--- Begin Data records ---
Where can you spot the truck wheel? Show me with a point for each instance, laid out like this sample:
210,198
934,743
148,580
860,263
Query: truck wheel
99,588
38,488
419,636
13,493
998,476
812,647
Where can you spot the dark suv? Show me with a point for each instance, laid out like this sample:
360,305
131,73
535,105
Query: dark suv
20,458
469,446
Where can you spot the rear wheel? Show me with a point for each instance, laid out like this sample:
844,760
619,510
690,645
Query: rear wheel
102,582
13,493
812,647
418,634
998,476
--- End Data records ---
--- Begin Data records ---
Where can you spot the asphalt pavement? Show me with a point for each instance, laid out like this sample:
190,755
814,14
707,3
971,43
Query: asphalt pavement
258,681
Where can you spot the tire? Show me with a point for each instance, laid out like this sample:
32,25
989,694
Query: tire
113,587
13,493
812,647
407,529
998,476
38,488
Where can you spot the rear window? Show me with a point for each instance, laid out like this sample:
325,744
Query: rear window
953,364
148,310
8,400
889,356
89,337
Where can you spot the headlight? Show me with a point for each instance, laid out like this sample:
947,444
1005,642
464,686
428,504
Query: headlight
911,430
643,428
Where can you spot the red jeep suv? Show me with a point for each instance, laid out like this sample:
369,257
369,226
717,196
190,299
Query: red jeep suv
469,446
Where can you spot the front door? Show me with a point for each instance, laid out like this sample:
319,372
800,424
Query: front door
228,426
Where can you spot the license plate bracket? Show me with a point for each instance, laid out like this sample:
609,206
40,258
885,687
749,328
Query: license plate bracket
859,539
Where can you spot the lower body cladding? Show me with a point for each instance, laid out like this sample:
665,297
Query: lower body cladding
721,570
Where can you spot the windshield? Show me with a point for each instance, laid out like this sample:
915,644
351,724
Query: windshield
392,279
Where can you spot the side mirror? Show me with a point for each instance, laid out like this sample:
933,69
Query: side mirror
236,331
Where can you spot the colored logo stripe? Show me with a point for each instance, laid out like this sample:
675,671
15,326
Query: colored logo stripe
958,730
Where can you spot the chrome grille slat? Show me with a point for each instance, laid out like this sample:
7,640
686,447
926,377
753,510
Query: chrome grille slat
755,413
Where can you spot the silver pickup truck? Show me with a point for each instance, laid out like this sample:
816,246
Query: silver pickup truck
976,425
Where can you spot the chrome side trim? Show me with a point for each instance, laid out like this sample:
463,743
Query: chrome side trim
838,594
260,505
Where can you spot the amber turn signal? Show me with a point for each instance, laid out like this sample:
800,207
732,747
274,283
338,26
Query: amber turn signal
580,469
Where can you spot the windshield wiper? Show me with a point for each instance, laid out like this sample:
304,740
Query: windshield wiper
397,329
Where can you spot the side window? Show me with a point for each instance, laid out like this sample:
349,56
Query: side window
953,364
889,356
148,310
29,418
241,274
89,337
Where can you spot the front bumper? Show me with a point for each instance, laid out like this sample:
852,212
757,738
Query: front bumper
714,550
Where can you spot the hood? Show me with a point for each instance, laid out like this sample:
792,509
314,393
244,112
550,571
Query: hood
--- End Data records ---
* _What you have to do_: Put the lines of the entries above, starting with the line containing "Where can you spot the colored" and going on through the line containing "Query: hood", into a JSON list of strings, one string per line, omitting blank lines.

* _Solution_:
[
  "Where can you spot the colored logo stripe? Show me with a point for each instance, laid out like this sample:",
  "675,671",
  "15,326",
  "Query: colored logo stripe",
  "958,730",
  "Where can you spot the chrome grille slat? Show me with a point for each instance, laid out like this sample:",
  "7,640",
  "686,447",
  "926,377",
  "753,510",
  "Query: chrome grille slat",
  "755,413",
  "Where can you spot the silver pickup truck? Show me with a point for each instance, laid out like this sample:",
  "816,246",
  "Query: silver pickup truck",
  "976,425",
  "Where can you spot the chrome side trim? Show me with a point for each instance, laid out like this sample:",
  "463,743",
  "Query: chrome side trim",
  "838,594",
  "260,505",
  "Where can you spot the amber turn signal? Show me with a point for each instance, laid out like this sample:",
  "800,207",
  "732,747",
  "274,283",
  "338,26",
  "Query: amber turn signal",
  "580,469",
  "Where can you spot the windshield wiper? Show me with a point for each instance, laid out like this sample:",
  "304,740",
  "Query: windshield wiper",
  "397,329",
  "Where can you spot the side window? Show me with a point for each instance, laid out like this sample:",
  "349,56",
  "Query: side window",
  "953,364",
  "889,356",
  "148,310",
  "29,418",
  "241,274",
  "89,337",
  "Where can you spot the front bumper? Show me with a point for each instance, laid out like this sample:",
  "852,212",
  "757,738",
  "Query: front bumper",
  "714,550",
  "Where can you spot the hood? Show me with a point for each instance, laid out like this sample:",
  "792,509",
  "314,393",
  "244,112",
  "550,571",
  "Query: hood"
]